# [Requirement]
When you spot the word "front" in a line of the data below, copy that line.

##### Exercise materials

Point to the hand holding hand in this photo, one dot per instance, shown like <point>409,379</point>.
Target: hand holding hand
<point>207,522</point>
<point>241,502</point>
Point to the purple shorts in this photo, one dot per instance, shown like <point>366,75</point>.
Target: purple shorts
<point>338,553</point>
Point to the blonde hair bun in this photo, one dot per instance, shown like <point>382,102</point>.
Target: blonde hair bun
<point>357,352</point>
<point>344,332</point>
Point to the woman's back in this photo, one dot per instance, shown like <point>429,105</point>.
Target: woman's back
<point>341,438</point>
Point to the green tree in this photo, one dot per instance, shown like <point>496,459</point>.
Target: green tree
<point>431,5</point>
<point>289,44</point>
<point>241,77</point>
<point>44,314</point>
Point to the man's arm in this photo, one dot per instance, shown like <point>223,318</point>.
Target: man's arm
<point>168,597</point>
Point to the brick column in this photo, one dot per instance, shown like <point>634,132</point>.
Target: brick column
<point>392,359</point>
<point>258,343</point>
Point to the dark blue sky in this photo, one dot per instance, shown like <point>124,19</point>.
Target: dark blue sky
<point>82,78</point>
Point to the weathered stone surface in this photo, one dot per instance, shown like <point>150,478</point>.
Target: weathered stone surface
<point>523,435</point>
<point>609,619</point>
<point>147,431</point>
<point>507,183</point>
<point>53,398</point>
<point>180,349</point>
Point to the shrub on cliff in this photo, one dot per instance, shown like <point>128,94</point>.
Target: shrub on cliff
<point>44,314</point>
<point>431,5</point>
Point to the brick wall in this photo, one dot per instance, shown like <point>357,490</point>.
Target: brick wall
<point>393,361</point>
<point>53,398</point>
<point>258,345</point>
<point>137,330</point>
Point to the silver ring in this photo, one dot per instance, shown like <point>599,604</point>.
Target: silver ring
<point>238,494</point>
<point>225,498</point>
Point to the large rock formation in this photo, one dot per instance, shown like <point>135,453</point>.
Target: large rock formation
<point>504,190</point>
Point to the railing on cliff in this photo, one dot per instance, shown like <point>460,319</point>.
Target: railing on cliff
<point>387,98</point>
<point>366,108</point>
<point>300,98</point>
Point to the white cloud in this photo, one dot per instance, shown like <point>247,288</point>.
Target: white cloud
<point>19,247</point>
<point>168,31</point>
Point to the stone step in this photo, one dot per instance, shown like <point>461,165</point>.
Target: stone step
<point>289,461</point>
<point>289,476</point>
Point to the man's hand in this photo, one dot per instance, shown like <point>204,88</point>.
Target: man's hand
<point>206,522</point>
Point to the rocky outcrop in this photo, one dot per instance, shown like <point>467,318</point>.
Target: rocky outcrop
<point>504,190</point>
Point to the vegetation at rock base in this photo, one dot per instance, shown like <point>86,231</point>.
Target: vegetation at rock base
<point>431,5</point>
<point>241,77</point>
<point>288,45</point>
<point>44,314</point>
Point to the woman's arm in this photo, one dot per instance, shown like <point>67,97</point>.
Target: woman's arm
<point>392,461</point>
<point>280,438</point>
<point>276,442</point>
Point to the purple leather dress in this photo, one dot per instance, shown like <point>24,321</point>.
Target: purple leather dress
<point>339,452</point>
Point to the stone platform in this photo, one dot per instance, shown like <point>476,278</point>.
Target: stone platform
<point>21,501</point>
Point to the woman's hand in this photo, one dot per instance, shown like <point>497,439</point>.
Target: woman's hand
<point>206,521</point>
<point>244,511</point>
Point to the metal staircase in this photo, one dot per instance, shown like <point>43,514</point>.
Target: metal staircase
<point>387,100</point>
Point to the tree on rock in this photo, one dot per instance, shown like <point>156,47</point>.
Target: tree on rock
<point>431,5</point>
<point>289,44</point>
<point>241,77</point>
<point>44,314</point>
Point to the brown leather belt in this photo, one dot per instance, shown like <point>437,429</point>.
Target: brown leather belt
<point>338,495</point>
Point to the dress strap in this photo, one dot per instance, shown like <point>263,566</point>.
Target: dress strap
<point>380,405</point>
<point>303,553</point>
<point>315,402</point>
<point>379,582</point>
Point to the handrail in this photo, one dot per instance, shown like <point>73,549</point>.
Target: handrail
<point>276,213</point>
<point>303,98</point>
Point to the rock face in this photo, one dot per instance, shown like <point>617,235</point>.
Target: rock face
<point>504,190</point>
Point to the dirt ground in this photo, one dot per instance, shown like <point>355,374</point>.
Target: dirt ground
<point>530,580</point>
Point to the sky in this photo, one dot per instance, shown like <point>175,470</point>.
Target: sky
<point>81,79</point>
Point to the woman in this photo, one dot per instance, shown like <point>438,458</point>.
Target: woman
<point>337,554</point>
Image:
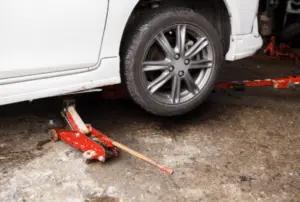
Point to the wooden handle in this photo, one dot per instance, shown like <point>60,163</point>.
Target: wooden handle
<point>143,157</point>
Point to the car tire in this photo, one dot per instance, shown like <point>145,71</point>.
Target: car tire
<point>149,33</point>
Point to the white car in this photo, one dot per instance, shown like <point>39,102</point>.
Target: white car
<point>167,52</point>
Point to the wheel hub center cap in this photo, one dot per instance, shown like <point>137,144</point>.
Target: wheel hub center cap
<point>180,65</point>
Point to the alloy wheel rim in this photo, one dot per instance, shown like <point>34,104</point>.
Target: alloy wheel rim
<point>178,64</point>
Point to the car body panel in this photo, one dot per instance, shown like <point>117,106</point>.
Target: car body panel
<point>45,36</point>
<point>82,68</point>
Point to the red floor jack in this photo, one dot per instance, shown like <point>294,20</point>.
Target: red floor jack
<point>282,50</point>
<point>94,144</point>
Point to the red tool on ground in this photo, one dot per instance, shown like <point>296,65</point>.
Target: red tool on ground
<point>281,51</point>
<point>278,83</point>
<point>94,144</point>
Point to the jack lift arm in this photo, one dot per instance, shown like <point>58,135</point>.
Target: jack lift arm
<point>94,144</point>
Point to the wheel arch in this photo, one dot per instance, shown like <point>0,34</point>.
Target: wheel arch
<point>216,11</point>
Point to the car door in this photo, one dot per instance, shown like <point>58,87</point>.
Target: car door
<point>40,37</point>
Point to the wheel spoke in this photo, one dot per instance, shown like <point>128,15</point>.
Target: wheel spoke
<point>201,64</point>
<point>176,87</point>
<point>155,65</point>
<point>180,38</point>
<point>165,45</point>
<point>159,82</point>
<point>191,85</point>
<point>197,47</point>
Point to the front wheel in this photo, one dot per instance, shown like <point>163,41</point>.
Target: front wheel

##########

# [Solution for this task]
Point to the front wheel in this photo, one dot per instance, shown like <point>163,41</point>.
Target: front wheel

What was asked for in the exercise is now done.